[Stored dataset items]
↓
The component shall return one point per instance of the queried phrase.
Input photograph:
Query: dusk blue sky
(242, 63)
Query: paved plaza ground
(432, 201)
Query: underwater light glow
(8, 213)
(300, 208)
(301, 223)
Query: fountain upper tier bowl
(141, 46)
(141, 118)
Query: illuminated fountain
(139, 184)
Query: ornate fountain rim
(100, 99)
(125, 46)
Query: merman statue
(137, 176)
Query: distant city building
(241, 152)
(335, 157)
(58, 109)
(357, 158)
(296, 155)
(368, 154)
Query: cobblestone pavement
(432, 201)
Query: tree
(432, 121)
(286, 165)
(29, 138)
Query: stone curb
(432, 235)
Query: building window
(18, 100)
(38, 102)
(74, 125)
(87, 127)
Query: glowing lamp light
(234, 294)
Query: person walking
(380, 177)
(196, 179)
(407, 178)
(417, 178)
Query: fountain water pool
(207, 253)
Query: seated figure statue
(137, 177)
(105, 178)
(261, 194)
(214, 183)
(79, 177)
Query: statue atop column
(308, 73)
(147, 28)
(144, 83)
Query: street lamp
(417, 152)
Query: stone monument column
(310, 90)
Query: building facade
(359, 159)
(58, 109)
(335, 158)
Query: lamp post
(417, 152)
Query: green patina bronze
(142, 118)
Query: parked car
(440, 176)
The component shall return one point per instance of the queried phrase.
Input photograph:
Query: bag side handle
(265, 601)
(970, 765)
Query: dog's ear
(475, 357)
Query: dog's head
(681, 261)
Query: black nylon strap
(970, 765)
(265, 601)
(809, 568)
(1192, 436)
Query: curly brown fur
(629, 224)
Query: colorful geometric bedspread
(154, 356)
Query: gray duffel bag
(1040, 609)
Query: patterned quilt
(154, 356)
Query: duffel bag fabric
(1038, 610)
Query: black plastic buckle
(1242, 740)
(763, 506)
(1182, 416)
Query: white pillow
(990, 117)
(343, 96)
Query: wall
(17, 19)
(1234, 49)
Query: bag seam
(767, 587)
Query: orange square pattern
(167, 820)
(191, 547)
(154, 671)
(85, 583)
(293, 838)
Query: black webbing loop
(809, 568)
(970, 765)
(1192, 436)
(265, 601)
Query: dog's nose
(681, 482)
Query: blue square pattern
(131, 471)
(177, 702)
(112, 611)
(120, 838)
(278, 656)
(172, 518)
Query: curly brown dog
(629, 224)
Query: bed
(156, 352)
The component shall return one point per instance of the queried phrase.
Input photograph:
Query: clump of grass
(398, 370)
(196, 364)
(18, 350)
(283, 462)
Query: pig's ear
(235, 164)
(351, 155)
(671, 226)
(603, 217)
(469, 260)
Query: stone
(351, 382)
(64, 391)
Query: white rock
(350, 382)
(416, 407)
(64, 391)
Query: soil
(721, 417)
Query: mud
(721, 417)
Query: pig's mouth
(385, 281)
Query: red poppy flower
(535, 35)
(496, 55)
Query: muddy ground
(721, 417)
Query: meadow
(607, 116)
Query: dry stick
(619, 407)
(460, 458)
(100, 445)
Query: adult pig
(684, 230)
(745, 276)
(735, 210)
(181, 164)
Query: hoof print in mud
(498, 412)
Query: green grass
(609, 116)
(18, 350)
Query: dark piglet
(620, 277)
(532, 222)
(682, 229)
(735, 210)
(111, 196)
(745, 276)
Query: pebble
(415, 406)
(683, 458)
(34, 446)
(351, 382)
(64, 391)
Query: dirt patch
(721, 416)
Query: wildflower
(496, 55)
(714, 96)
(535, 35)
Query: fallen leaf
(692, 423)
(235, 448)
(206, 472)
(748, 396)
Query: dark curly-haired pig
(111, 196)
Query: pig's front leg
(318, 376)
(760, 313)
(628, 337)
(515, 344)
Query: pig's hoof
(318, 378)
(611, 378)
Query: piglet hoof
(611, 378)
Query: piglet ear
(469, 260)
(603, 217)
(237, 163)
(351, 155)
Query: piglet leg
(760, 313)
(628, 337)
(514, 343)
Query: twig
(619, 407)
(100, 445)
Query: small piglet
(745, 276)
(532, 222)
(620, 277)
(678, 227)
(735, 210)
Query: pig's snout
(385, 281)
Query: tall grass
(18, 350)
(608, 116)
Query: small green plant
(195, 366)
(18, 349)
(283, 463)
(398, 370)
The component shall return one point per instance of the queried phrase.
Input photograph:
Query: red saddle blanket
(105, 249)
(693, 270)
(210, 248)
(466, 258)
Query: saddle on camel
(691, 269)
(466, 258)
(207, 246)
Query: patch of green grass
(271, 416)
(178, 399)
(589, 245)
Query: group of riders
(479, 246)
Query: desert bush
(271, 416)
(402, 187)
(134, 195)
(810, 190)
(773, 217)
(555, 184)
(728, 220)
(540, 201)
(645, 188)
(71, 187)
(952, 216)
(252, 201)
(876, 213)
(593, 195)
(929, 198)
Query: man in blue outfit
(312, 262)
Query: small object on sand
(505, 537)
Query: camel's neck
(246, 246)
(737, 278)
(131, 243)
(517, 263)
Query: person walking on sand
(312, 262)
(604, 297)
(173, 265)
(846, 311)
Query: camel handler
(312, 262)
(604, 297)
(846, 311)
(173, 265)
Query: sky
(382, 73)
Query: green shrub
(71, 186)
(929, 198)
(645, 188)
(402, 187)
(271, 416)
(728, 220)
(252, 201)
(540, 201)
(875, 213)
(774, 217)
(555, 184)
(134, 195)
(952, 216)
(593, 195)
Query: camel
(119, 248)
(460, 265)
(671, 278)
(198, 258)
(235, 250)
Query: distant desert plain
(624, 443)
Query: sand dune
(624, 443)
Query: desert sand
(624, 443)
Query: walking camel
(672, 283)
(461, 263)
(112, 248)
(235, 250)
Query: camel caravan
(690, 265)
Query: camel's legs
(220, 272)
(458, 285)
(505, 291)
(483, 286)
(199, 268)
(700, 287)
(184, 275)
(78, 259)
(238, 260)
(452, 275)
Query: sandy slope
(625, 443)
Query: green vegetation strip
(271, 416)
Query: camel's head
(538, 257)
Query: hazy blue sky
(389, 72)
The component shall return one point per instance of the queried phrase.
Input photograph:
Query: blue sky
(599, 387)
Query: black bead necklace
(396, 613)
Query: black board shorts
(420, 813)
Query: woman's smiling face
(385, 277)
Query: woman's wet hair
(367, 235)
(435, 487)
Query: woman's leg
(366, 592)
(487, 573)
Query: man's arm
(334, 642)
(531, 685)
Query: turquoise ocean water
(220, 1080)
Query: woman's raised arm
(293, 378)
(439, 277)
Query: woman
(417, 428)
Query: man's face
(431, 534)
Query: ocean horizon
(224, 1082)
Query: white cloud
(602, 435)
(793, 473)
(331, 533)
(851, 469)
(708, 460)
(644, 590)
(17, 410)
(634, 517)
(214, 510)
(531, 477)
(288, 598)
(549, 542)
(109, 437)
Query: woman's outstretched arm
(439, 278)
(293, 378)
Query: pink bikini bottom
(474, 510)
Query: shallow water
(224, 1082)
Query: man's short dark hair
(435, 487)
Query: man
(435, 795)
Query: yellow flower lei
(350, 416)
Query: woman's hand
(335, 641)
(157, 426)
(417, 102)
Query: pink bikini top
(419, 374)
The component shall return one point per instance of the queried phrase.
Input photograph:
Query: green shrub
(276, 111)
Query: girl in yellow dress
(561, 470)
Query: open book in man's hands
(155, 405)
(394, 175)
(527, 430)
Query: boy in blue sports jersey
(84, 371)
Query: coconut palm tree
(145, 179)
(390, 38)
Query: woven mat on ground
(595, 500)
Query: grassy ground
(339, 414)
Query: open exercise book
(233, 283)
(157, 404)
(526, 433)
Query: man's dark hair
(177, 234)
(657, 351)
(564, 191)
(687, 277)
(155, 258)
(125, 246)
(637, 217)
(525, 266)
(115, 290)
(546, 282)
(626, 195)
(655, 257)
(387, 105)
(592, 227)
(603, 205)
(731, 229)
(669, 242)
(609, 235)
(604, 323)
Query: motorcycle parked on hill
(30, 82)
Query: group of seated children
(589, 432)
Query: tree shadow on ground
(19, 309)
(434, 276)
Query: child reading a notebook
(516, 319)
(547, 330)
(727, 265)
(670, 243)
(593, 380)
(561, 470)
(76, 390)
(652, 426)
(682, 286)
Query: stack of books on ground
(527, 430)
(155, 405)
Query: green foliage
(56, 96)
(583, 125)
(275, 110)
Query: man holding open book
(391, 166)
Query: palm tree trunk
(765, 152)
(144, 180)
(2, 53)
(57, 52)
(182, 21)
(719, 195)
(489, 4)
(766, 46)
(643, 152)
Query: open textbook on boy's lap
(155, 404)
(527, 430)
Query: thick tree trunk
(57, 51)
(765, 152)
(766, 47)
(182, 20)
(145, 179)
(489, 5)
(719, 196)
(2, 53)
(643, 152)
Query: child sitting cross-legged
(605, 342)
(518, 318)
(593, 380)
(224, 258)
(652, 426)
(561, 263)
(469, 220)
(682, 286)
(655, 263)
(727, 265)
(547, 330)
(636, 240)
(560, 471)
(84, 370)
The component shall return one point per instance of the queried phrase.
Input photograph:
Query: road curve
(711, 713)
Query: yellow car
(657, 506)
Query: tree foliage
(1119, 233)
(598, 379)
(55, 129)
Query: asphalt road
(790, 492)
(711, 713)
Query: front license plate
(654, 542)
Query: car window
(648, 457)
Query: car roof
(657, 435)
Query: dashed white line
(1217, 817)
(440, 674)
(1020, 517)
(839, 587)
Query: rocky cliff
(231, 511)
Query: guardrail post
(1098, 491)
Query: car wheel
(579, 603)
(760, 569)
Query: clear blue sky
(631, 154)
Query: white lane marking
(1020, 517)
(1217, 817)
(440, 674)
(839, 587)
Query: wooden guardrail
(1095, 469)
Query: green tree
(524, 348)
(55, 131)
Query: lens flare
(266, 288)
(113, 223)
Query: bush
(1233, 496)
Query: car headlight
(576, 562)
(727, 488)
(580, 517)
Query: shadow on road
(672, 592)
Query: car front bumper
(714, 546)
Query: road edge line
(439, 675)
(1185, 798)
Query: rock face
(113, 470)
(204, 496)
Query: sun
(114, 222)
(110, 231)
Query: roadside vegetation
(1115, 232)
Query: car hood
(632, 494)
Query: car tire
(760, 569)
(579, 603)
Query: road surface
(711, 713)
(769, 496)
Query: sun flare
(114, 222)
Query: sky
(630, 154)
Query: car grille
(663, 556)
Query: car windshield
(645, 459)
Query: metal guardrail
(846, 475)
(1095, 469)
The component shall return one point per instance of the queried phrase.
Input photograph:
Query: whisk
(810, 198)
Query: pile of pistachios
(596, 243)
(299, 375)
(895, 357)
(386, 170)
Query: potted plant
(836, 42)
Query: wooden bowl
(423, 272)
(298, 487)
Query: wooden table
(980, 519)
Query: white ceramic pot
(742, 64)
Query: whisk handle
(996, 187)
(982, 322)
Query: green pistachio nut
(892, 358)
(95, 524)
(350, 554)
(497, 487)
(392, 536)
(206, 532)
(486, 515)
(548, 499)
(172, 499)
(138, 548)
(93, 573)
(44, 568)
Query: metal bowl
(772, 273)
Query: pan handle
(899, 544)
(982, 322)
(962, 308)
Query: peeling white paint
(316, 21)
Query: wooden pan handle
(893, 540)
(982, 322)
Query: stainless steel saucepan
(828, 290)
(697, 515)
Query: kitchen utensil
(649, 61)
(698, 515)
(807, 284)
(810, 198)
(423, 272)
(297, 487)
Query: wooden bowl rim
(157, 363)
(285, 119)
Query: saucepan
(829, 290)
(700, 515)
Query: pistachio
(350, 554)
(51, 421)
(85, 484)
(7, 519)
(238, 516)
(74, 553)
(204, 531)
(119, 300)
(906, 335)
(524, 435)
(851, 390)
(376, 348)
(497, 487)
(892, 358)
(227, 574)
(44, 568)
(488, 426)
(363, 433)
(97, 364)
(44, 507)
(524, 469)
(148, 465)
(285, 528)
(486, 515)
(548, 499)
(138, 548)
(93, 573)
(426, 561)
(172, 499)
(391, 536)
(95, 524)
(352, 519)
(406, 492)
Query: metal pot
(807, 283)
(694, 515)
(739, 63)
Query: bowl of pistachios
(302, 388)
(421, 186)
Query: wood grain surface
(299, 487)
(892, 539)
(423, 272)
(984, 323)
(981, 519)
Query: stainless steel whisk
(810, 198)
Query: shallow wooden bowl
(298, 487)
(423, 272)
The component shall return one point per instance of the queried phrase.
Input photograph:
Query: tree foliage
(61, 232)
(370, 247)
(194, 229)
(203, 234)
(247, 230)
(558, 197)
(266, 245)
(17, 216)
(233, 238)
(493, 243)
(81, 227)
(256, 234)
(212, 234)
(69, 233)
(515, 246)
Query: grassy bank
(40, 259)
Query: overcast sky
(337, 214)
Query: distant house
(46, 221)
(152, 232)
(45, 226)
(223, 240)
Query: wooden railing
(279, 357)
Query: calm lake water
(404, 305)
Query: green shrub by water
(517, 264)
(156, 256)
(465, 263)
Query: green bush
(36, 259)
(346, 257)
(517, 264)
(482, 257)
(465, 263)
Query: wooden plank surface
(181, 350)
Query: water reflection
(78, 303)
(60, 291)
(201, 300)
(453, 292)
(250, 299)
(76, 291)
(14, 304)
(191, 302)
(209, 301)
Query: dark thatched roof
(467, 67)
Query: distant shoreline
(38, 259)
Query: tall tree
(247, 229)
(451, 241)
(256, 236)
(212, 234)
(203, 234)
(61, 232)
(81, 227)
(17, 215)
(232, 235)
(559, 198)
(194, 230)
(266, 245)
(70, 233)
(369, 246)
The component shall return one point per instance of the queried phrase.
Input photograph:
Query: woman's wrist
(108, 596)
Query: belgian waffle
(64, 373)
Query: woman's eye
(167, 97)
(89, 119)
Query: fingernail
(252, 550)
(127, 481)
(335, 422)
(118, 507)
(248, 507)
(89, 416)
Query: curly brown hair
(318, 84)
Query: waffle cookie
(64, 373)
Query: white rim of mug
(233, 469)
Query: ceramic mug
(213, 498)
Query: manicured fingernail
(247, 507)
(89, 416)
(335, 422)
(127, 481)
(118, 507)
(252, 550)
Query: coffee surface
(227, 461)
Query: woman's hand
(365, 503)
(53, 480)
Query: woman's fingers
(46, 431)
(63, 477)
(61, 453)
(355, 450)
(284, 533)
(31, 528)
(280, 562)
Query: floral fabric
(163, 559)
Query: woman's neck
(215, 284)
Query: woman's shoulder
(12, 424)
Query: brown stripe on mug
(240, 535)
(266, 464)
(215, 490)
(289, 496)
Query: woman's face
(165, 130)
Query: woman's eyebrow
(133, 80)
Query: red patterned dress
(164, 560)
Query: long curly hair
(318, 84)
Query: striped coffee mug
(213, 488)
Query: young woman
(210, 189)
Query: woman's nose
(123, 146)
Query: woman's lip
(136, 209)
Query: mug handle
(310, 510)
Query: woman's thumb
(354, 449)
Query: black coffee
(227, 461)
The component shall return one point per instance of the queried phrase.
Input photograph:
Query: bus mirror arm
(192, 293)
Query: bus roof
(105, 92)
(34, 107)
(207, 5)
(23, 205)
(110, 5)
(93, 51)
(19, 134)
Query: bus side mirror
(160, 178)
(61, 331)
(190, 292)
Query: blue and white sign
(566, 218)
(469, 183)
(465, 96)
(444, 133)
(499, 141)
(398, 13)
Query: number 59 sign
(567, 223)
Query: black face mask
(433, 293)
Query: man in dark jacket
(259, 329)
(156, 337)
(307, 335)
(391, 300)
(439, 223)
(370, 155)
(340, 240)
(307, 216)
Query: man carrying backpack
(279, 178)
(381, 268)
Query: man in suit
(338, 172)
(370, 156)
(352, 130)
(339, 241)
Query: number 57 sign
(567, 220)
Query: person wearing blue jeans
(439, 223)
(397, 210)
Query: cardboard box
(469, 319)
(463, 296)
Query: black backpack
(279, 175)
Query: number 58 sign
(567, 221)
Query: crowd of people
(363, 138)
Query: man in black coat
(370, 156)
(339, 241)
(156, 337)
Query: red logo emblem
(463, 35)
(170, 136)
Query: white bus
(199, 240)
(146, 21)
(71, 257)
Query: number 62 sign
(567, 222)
↑
> **WORK REQUIRED**
Repeat exactly the lines starting at the line with "Query: mug handle" and ending with the final line of the entries. Include nothing else.

> **COMPLETE RESPONSE**
Query: mug handle
(310, 510)
Query: woman's thumb
(354, 449)
Query: black coffee
(227, 461)
The component shall return one point per instance of the queried phrase.
Input photograph:
Query: bus mirror arm
(192, 293)
Query: bus roof
(105, 92)
(34, 107)
(207, 5)
(23, 205)
(110, 5)
(93, 51)
(19, 134)
Query: bus side mirror
(160, 178)
(61, 331)
(190, 292)
Query: blue and white sign
(566, 218)
(469, 183)
(465, 96)
(444, 133)
(499, 141)
(398, 13)
Query: number 59 sign
(567, 223)
Query: black face mask
(433, 293)
Query: man in dark jacket
(259, 329)
(156, 337)
(307, 335)
(391, 300)
(439, 223)
(370, 155)
(340, 240)
(307, 216)
Query: man carrying backpack
(279, 178)
(381, 268)
Query: man in suit
(338, 172)
(370, 156)
(352, 130)
(339, 241)
Query: number 57 sign
(567, 220)
Query: person wearing blue jeans
(439, 223)
(397, 210)
Query: cardboard box
(469, 319)
(463, 296)
Query: black backpack
(279, 175)
Query: number 58 sign
(567, 221)
Query: crowd of people
(363, 138)
Query: man in black coat
(370, 156)
(339, 241)
(156, 337)
Query: red logo emblem
(463, 35)
(170, 136)
Query: white bus
(199, 240)
(146, 21)
(71, 257)
Query: number 62 sign
(567, 222)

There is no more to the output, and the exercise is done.